● **Exercise instructions**
Report each line of the items below that contains the string "ceiling", matching uppercase and lowercase exactly.

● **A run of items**
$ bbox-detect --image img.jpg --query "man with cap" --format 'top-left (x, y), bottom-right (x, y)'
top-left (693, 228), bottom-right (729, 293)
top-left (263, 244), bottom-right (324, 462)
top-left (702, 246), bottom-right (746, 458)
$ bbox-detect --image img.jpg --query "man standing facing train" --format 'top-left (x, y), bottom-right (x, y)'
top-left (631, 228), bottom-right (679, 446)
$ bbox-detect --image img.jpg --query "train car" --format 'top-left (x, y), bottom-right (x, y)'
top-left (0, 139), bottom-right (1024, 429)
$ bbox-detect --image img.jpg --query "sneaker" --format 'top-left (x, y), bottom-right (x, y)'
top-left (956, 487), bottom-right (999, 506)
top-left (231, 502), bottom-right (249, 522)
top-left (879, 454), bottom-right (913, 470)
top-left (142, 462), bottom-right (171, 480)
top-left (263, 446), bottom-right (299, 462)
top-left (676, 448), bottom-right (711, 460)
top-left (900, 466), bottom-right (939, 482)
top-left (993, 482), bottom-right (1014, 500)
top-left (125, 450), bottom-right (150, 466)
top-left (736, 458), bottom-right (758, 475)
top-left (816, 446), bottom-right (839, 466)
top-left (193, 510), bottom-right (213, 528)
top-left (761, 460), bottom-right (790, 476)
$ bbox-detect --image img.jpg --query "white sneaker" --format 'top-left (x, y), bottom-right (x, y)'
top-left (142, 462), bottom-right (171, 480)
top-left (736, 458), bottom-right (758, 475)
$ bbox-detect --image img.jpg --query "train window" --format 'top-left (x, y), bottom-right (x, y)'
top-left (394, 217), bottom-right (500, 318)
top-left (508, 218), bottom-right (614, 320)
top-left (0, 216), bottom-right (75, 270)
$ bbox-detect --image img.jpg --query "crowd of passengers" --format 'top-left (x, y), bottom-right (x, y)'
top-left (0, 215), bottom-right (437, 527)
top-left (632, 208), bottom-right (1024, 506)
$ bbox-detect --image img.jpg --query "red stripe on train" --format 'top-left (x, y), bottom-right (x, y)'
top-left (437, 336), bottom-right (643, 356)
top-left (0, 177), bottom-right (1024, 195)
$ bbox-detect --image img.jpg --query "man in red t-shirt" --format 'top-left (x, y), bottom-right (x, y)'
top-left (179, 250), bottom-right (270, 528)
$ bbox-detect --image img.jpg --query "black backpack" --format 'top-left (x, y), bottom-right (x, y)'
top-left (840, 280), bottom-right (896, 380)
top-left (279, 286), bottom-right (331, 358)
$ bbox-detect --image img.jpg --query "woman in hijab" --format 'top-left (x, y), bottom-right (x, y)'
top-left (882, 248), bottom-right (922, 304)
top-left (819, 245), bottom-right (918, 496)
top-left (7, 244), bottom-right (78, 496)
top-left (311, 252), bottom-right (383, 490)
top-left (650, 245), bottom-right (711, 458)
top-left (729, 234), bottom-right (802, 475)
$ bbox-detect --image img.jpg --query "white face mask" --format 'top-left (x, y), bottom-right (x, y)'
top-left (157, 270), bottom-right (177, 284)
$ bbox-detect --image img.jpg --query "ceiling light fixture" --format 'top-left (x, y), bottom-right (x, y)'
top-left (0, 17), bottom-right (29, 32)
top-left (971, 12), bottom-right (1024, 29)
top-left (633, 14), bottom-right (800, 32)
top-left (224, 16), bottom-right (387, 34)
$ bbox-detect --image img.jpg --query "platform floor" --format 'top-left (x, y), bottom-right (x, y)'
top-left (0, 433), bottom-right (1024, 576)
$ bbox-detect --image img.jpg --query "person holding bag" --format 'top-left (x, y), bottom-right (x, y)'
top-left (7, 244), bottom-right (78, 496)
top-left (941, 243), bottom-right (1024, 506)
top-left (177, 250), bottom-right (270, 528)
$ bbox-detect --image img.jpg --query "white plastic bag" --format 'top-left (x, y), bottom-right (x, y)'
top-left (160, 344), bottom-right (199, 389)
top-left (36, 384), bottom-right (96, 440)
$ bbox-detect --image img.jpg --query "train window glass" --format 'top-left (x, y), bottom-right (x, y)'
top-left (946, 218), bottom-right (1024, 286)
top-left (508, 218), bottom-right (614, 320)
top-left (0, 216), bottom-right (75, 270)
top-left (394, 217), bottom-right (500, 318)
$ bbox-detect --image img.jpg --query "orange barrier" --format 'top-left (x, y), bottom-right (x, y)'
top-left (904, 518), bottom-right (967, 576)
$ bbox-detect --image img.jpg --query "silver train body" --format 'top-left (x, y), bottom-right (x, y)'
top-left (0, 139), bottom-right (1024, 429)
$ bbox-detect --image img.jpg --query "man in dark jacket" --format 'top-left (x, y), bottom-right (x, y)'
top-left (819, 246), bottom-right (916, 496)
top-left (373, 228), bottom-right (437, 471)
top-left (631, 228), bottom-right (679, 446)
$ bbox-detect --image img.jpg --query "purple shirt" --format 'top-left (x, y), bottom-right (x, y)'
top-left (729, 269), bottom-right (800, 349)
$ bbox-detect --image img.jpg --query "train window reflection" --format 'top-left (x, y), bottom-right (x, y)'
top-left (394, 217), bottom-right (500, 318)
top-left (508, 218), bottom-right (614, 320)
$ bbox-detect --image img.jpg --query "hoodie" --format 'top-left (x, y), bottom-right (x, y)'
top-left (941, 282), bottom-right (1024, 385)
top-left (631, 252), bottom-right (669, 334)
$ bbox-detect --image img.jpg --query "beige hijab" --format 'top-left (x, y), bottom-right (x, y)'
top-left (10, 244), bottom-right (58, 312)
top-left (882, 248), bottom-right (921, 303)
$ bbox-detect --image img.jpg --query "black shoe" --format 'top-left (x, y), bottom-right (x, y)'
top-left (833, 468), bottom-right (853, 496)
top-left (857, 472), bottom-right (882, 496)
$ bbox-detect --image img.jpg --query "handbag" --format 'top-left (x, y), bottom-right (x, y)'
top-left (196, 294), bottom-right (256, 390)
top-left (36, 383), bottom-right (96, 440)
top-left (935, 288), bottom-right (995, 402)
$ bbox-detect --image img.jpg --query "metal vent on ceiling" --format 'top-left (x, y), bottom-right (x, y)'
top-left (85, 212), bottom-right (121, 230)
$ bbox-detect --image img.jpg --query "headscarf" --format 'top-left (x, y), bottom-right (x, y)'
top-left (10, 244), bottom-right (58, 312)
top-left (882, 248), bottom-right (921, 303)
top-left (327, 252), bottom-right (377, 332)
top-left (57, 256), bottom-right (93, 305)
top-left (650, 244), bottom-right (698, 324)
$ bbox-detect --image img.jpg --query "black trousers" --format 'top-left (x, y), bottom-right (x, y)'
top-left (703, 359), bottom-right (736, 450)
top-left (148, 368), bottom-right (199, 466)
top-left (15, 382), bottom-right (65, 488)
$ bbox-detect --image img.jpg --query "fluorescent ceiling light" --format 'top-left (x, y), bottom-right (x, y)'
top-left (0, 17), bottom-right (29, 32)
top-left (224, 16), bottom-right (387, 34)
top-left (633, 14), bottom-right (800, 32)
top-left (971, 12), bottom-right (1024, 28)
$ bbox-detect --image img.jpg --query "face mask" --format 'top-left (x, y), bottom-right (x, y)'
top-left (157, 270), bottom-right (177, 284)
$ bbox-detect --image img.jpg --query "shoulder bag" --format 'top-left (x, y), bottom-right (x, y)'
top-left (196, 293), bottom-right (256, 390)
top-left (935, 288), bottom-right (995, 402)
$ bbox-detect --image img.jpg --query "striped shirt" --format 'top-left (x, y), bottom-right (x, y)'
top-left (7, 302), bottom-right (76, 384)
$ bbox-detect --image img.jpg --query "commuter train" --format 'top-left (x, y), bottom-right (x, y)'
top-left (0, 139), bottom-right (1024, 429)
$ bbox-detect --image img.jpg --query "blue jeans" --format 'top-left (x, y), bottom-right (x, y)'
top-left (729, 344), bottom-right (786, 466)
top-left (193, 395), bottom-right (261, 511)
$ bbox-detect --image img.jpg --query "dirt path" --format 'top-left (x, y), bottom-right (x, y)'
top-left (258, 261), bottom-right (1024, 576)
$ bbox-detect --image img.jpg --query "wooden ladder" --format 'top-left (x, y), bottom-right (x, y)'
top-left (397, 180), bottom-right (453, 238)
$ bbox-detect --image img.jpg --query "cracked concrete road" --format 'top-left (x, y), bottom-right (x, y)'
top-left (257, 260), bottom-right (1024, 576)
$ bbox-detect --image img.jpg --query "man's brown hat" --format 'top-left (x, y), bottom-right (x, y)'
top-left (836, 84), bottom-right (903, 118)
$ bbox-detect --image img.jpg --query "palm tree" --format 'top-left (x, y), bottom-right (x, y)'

● **Full solution**
$ bbox-detect --image img.jpg --query "ceiling light fixture" --format 'top-left (x, y), bottom-right (x, y)'
$ bbox-detect --image img.jpg --query "metal vent on ceiling" --format 'top-left (x, y), bottom-right (x, y)'
$ bbox-detect --image img.jpg --query "fluorescent ceiling light" --format 'top-left (x, y), bottom-right (x, y)'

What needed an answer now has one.